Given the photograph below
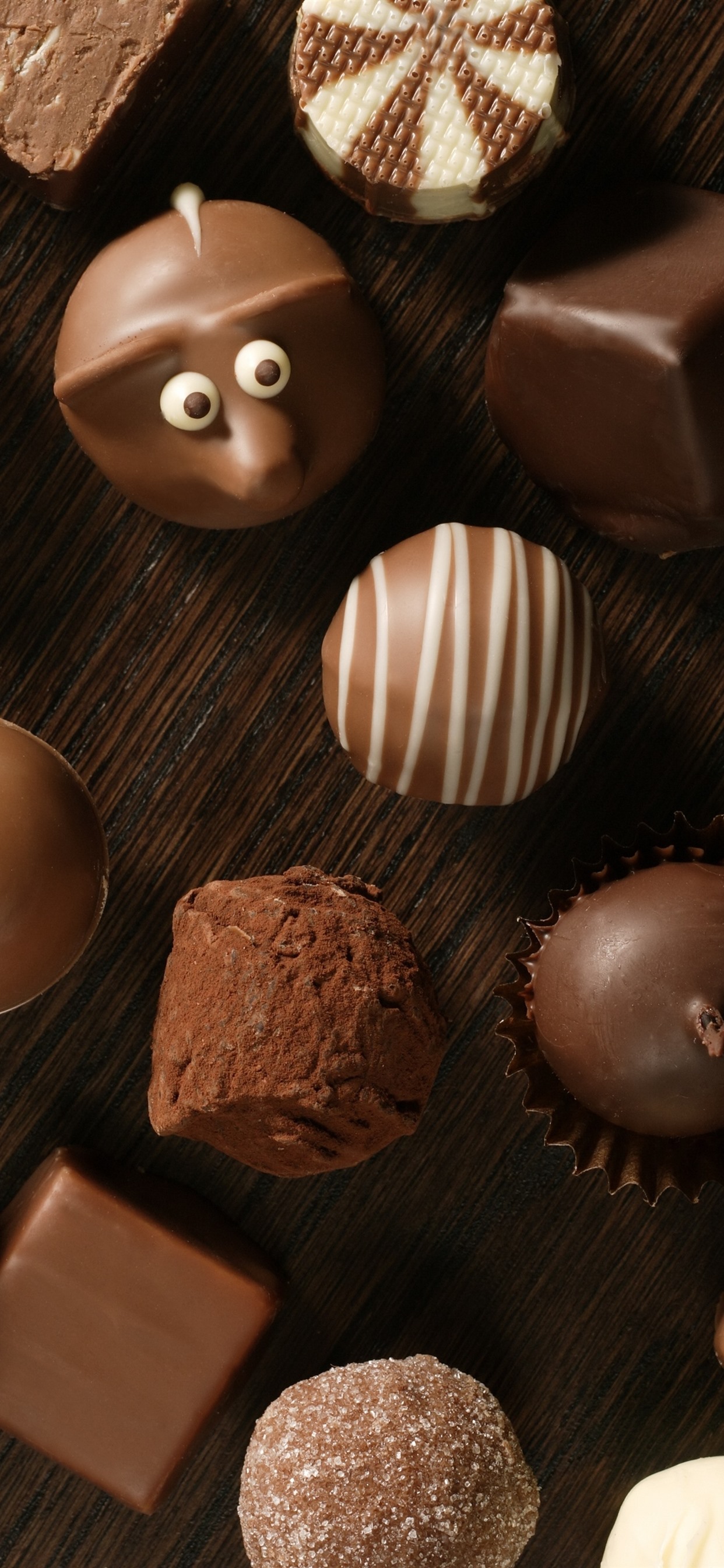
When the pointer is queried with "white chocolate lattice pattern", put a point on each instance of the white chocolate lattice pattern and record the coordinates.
(427, 98)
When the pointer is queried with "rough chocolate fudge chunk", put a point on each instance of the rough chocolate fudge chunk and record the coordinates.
(69, 74)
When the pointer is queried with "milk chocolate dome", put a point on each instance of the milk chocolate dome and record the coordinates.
(220, 366)
(54, 866)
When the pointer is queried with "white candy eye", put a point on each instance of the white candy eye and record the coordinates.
(262, 369)
(190, 400)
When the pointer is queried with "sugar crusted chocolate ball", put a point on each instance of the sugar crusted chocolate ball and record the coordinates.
(54, 866)
(220, 366)
(386, 1462)
(463, 666)
(627, 999)
(297, 1027)
(606, 372)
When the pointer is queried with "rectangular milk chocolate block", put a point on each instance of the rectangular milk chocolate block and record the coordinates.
(76, 78)
(128, 1308)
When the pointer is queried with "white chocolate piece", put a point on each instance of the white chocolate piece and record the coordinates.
(671, 1520)
(176, 394)
(430, 112)
(262, 369)
(188, 201)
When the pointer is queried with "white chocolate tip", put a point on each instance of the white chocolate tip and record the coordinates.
(187, 200)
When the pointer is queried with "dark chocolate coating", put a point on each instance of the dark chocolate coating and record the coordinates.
(629, 999)
(54, 866)
(149, 306)
(128, 1308)
(606, 366)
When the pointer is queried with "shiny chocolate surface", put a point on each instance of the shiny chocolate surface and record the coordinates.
(54, 866)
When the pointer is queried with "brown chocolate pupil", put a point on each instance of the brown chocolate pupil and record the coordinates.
(196, 405)
(267, 372)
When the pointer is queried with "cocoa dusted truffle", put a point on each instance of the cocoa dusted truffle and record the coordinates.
(220, 366)
(54, 866)
(463, 666)
(431, 108)
(627, 999)
(386, 1462)
(297, 1026)
(606, 372)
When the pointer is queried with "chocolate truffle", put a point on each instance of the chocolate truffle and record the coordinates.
(128, 1310)
(430, 110)
(627, 999)
(386, 1462)
(220, 366)
(463, 667)
(606, 369)
(297, 1026)
(671, 1518)
(54, 866)
(76, 80)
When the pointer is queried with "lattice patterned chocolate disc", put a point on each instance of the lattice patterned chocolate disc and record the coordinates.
(430, 110)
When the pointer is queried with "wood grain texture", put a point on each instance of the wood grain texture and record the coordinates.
(181, 675)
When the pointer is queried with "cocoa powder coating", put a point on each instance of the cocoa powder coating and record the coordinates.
(386, 1464)
(297, 1027)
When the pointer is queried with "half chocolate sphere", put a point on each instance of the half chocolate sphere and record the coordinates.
(627, 999)
(54, 866)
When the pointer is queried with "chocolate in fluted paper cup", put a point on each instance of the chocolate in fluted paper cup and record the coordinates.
(627, 1158)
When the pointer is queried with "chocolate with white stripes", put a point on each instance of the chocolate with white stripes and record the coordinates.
(463, 666)
(431, 110)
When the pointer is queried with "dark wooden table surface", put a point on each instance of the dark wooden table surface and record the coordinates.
(179, 671)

#### [WHAT YOU SHOULD DO]
Reproduce exactly the line bearing "powder coating and record the coordinates." and all the lines that come after it in the records above; add nothing.

#### [OUTPUT]
When the pointer is queried with "cocoa powder coating", put a point on each instance of the cocoa powder coating and record the coordinates.
(386, 1464)
(297, 1027)
When the pointer is queried with "half chocolate sphere", put a point on each instance of the half chocolate sphere and record the coordinates.
(627, 999)
(54, 866)
When the pointer is queried with "chocolate in fluted paper cup", put a point on each instance of the chocolate in fluted paper cup and record the coordinates.
(627, 1158)
When the pointer is queried with "chocolate with white stripes", put a point on each instance of the chocolate with white stripes and record the coordinates.
(463, 666)
(431, 110)
When the pointer is queried with "dark wooden table surface", put a point on each instance of the dark wooden table surface and record the coordinates.
(179, 671)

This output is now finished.